- [Filas enumeradas]
○ ○ ○

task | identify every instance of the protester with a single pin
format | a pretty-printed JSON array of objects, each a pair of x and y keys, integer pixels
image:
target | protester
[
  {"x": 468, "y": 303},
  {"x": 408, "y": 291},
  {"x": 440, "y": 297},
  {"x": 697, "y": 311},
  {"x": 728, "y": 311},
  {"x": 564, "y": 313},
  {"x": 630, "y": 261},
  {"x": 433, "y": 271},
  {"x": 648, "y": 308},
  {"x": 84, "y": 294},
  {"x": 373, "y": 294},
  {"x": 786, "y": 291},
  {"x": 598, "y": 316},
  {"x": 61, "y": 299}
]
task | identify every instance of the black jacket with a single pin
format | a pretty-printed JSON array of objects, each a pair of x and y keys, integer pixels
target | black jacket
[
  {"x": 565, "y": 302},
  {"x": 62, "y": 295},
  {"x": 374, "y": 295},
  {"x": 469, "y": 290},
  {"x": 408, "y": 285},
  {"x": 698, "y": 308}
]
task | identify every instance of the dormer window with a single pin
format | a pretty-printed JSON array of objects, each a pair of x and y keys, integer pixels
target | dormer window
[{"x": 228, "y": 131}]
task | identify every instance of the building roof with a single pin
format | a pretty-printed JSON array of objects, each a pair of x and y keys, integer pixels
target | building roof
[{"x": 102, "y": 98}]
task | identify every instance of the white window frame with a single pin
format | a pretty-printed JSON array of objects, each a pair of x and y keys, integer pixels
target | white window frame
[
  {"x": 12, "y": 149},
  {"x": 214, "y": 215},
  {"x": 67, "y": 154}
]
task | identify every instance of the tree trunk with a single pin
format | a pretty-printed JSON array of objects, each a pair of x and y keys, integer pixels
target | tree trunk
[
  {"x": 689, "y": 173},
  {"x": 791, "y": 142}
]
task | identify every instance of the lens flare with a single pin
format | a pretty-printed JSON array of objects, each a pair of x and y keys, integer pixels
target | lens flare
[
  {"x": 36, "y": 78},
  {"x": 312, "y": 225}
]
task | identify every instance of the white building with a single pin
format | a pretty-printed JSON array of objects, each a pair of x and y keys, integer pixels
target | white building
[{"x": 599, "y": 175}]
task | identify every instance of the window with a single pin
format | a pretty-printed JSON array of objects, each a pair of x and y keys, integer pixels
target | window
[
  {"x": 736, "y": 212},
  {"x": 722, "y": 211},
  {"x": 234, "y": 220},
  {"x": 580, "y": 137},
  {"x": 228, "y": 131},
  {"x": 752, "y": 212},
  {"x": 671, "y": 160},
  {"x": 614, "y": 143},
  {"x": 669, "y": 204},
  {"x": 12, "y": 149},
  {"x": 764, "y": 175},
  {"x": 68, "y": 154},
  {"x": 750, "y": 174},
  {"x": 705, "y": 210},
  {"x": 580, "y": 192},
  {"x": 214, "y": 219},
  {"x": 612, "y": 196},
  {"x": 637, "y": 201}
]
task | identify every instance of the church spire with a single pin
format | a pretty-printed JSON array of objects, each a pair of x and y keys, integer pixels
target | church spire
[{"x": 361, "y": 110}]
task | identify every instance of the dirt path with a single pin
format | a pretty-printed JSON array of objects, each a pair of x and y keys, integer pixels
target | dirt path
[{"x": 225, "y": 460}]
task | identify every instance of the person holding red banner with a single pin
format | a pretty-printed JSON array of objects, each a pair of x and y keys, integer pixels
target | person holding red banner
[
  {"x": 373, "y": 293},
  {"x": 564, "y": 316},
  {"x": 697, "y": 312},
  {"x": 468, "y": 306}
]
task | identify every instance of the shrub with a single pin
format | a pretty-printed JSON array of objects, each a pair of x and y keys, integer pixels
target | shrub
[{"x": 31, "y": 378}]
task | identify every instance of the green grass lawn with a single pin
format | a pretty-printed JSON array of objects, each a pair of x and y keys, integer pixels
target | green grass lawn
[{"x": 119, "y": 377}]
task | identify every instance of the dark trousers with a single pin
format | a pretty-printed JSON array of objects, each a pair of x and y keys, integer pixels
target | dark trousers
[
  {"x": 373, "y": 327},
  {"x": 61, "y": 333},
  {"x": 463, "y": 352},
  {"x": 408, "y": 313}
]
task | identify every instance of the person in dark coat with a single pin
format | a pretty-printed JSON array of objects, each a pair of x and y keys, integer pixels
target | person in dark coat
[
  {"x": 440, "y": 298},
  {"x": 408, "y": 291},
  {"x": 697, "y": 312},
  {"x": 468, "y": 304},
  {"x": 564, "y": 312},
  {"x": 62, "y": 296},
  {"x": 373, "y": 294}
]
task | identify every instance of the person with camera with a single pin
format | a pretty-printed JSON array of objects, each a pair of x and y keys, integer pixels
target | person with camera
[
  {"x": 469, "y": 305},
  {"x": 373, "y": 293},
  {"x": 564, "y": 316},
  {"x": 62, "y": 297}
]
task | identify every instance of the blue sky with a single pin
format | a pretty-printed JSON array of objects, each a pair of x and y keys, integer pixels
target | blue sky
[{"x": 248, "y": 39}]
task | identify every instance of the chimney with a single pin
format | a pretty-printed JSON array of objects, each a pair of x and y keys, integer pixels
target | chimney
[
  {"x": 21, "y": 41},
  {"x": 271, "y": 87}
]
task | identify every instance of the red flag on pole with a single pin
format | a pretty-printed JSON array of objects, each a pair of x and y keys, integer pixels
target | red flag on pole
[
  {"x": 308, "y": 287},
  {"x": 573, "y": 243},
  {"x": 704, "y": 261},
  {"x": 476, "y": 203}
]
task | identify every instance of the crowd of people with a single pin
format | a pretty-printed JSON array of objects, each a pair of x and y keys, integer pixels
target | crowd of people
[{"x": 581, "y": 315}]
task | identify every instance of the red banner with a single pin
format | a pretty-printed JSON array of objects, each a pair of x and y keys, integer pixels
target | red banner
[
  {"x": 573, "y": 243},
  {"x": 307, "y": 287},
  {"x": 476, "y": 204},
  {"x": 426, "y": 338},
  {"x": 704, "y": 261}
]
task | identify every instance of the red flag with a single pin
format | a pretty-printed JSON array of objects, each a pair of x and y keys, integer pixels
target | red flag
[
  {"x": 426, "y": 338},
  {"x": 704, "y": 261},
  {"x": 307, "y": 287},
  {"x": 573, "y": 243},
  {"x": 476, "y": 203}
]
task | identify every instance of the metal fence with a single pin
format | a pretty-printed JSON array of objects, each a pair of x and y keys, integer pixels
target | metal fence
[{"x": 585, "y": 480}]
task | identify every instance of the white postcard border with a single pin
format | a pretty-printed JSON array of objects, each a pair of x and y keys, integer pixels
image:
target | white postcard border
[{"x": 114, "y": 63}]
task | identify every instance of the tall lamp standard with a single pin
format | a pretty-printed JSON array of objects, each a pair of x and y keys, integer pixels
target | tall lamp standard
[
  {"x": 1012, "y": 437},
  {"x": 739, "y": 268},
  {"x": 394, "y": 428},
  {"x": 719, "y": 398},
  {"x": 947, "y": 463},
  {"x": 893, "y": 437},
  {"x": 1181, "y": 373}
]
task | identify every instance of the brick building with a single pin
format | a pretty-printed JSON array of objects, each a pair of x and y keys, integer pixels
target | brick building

○ ○ ○

- [Problema planteado]
Transcribe sin ningún cambio todas las filas de arriba, de la primera a la última.

- [Respuesta completa]
task | identify every instance of the protester with a single pin
format | a pretty-printed JSON array of objects, each a pair of x and y keys, integer pixels
image:
target | protester
[
  {"x": 468, "y": 303},
  {"x": 408, "y": 291},
  {"x": 440, "y": 297},
  {"x": 697, "y": 311},
  {"x": 728, "y": 311},
  {"x": 564, "y": 313},
  {"x": 630, "y": 261},
  {"x": 433, "y": 271},
  {"x": 648, "y": 308},
  {"x": 84, "y": 294},
  {"x": 373, "y": 294},
  {"x": 786, "y": 291},
  {"x": 598, "y": 316},
  {"x": 61, "y": 299}
]
task | identify every instance of the black jacket with a single pin
format | a pretty-printed JSON array of objects, each a pair of x and y keys, integer pixels
target | black jacket
[
  {"x": 565, "y": 302},
  {"x": 62, "y": 295},
  {"x": 374, "y": 295},
  {"x": 469, "y": 290},
  {"x": 408, "y": 285},
  {"x": 698, "y": 308}
]
task | identify every instance of the dormer window with a single pin
format | a pretty-printed JSON array of objects, each a pair of x and y keys, integer pixels
target | dormer window
[{"x": 228, "y": 131}]
task | identify every instance of the building roof with a single pin
format | a pretty-printed JSON array of objects, each a pair of x and y keys, integer pixels
target | building roof
[{"x": 102, "y": 98}]
task | identify every instance of the white window frame with a single pin
format | a pretty-printed JSON array of objects, each a pair of x and y keys, integer pixels
target | white window frame
[
  {"x": 12, "y": 149},
  {"x": 214, "y": 215},
  {"x": 67, "y": 154}
]
task | identify every instance of the tree trunk with a single pin
format | a pretty-printed JSON array of objects, each a pair of x and y keys, integer pixels
target | tree trunk
[
  {"x": 689, "y": 173},
  {"x": 791, "y": 142}
]
task | identify every instance of the lens flare with a single pin
format | a pretty-printed JSON array of objects, each a pair of x and y keys, integer pixels
target | lens flare
[
  {"x": 36, "y": 78},
  {"x": 312, "y": 225}
]
task | identify every instance of the white building with a single pin
format | a pretty-printed JSON array of objects, each a pair of x and y keys, integer pixels
target | white building
[{"x": 599, "y": 175}]
task | identify every instance of the window with a single pin
format | a pretty-printed JSON array of objects, each a pair of x and y keys, integer pixels
target | window
[
  {"x": 736, "y": 212},
  {"x": 722, "y": 211},
  {"x": 234, "y": 220},
  {"x": 580, "y": 137},
  {"x": 228, "y": 131},
  {"x": 752, "y": 212},
  {"x": 671, "y": 160},
  {"x": 614, "y": 143},
  {"x": 669, "y": 204},
  {"x": 12, "y": 149},
  {"x": 764, "y": 175},
  {"x": 68, "y": 154},
  {"x": 750, "y": 174},
  {"x": 705, "y": 210},
  {"x": 580, "y": 192},
  {"x": 214, "y": 219},
  {"x": 612, "y": 196},
  {"x": 637, "y": 201}
]
task | identify every instance of the church spire with a single pin
format | a pretty-printed JSON array of objects, each a pair of x and y keys, integer pixels
target | church spire
[{"x": 361, "y": 110}]
task | identify every instance of the dirt path with a single pin
format | a pretty-printed JSON array of objects, each a pair of x and y keys, integer pixels
target | dirt path
[{"x": 225, "y": 460}]
task | identify every instance of the person holding red banner with a single pin
format | a pretty-printed JSON array of objects, each a pair of x and y keys, integer pixels
target | person holding red banner
[
  {"x": 373, "y": 293},
  {"x": 564, "y": 316},
  {"x": 697, "y": 312},
  {"x": 468, "y": 306}
]
task | identify every instance of the shrub with a single pin
format | a pretty-printed JSON array of objects, each a pair of x and y keys, integer pixels
target | shrub
[{"x": 31, "y": 378}]
task | identify every instance of the green grass lawn with a single pin
format | a pretty-printed JSON array of objects, each a pair of x and y keys, integer pixels
target | green grass lawn
[{"x": 119, "y": 377}]
task | identify every instance of the dark trousers with a single pin
format | a pretty-printed JSON array of objects, each a pair of x and y keys, integer pixels
target | dark trousers
[
  {"x": 373, "y": 327},
  {"x": 61, "y": 333},
  {"x": 463, "y": 352},
  {"x": 408, "y": 313}
]
task | identify every instance of the person in dark coat with a single pin
format | a pretty-printed JSON array of objects, each a pair of x and y keys, integer pixels
target | person in dark coat
[
  {"x": 440, "y": 298},
  {"x": 408, "y": 291},
  {"x": 697, "y": 312},
  {"x": 468, "y": 304},
  {"x": 564, "y": 312},
  {"x": 62, "y": 296},
  {"x": 373, "y": 294}
]
task | identify every instance of the person with camera with a single pin
format | a pretty-printed JSON array of objects, each a pair of x and y keys, integer pixels
target | person with camera
[
  {"x": 469, "y": 305},
  {"x": 373, "y": 293},
  {"x": 564, "y": 316},
  {"x": 62, "y": 297}
]
task | identify every instance of the blue sky with a single pin
format | a pretty-printed JSON array of objects, each a pair of x and y keys, integer pixels
target | blue sky
[{"x": 248, "y": 39}]
task | identify every instance of the chimney with a single pin
format | a pretty-printed JSON array of objects, each a pair of x and y keys, integer pixels
target | chimney
[
  {"x": 21, "y": 41},
  {"x": 271, "y": 87}
]
task | identify every instance of the red flag on pole with a single pin
format | a pretty-printed JSON array of objects, each a pair of x and y keys, integer pixels
target | red flag on pole
[
  {"x": 308, "y": 287},
  {"x": 573, "y": 243},
  {"x": 704, "y": 261},
  {"x": 476, "y": 203}
]
task | identify every instance of the crowd of people with a single pin
format | a pretty-printed JSON array of objects, each a pair of x and y keys, integer pixels
target | crowd of people
[{"x": 581, "y": 315}]
task | identify every instance of the red banner with a single pin
format | a pretty-printed JSON array of objects, each a pair of x and y keys, integer pixels
target | red banner
[
  {"x": 573, "y": 243},
  {"x": 307, "y": 287},
  {"x": 476, "y": 204},
  {"x": 426, "y": 338},
  {"x": 704, "y": 261}
]
task | identify every instance of the red flag with a single pin
format | a pretty-printed JSON array of objects, each a pair of x and y keys, integer pixels
target | red flag
[
  {"x": 426, "y": 338},
  {"x": 704, "y": 261},
  {"x": 307, "y": 287},
  {"x": 573, "y": 243},
  {"x": 476, "y": 203}
]
task | identify every instance of the metal fence with a single pin
format | a pretty-printed JSON array of objects, each a pair of x and y keys, integer pixels
target | metal fence
[{"x": 585, "y": 480}]
task | identify every instance of the white postcard border with a single pin
format | a pretty-printed JSON array of objects, each a pair of x and y keys, integer pixels
image:
target | white postcard border
[{"x": 114, "y": 63}]
task | identify every instance of the tall lamp standard with a single pin
format | a pretty-printed JSON array of objects, each a pair of x and y keys, integer pixels
target | tall lamp standard
[
  {"x": 1012, "y": 437},
  {"x": 739, "y": 268},
  {"x": 394, "y": 428},
  {"x": 719, "y": 398},
  {"x": 947, "y": 463},
  {"x": 893, "y": 437},
  {"x": 1181, "y": 373}
]
task | identify every instance of the brick building with a single pin
format | a pretty-printed JSON array of objects, each a pair of x and y keys, integer pixels
target | brick building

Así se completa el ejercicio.